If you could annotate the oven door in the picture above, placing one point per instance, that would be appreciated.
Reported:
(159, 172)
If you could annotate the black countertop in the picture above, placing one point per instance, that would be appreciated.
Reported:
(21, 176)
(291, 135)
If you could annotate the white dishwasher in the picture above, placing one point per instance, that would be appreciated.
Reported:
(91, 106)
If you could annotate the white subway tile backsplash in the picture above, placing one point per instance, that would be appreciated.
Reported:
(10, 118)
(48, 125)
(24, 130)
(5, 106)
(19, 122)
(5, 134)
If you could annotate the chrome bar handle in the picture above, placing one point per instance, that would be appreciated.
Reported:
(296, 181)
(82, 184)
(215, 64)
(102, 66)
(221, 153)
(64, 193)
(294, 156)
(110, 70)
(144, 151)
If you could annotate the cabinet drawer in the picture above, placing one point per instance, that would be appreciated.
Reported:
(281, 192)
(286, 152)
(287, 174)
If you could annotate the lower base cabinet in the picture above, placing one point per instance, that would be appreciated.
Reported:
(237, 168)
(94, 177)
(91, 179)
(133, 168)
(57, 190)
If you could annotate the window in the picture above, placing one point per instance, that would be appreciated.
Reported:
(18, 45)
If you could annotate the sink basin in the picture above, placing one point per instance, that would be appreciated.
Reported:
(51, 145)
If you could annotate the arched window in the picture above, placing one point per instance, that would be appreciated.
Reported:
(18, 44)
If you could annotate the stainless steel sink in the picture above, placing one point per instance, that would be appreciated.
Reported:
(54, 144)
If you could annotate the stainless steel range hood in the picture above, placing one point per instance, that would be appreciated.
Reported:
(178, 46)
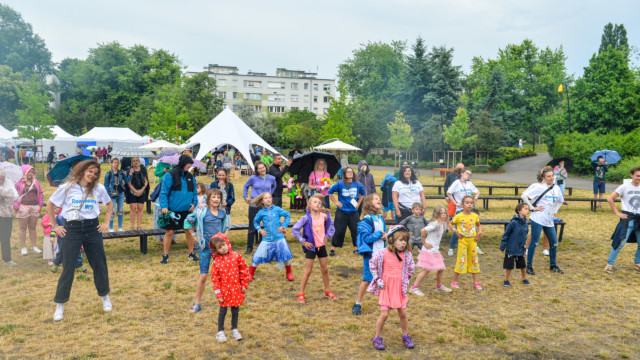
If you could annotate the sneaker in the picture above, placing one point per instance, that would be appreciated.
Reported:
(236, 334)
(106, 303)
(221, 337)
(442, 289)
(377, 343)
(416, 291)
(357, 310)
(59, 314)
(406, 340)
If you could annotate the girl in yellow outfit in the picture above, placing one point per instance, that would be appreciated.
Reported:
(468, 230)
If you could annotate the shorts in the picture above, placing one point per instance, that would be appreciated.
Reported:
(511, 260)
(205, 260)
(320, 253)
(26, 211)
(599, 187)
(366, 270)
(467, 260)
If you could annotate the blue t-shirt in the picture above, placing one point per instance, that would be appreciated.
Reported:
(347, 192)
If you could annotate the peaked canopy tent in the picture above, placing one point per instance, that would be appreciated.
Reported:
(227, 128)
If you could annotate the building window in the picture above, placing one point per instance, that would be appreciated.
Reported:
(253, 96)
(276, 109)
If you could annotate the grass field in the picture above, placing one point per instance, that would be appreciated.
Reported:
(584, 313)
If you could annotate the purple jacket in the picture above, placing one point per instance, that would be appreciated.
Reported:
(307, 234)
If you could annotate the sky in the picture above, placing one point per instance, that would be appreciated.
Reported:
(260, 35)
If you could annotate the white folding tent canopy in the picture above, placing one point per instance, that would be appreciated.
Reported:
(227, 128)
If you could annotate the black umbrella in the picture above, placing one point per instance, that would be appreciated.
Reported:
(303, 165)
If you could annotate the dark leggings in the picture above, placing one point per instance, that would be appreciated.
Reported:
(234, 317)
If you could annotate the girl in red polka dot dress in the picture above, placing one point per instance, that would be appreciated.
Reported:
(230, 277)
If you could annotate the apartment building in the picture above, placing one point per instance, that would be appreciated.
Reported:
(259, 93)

----

* **Your objective**
Output the lines from the one holding "If you could annotate the dark" to the last line of the material, inclusive, exactly as they appear. Add no others.

* **Solution below**
If you could annotate the dark leggings in the picture above, placing one point per instance, that would be appreciated.
Reported:
(234, 317)
If you could annotate the girl in red polka dot dress in the picture above, placing one point per instance, that would be appreciated.
Reported:
(230, 277)
If you could annotate the apartment building in the picture above, placing one point per instance, that would be appreciated.
Reported:
(259, 93)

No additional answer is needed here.